Referring expression data:

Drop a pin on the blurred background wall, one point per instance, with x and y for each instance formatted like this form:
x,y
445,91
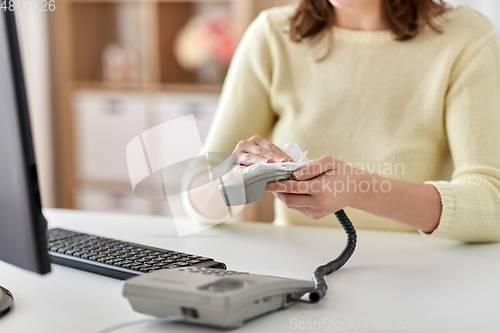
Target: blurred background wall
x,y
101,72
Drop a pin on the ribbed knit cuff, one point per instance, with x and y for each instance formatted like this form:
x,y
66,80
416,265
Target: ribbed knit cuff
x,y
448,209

--

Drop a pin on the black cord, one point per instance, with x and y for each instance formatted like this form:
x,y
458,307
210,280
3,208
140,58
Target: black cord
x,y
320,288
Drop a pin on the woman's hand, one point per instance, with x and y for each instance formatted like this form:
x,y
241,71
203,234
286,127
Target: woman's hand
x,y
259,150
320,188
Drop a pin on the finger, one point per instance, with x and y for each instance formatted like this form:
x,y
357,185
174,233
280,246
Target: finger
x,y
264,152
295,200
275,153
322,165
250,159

Work item: Using the records above, list each line that includes "point".

Task answer:
Drop a pin on the blurred background wall, one point per instance, with x and y for each instance formatted like this form:
Drop a pin on the ribbed knit cuff, one point per instance, with x and y for each instance formatted like this form:
Drop a pin on the black cord, one point per instance, with x and y for each instance formatted like this form:
Drop a pin on the woman's hand, one point per instance, with x and y for each instance formatted like this form:
Drop a pin on the finger, one point per instance, with x and y for each instance formatted like this form:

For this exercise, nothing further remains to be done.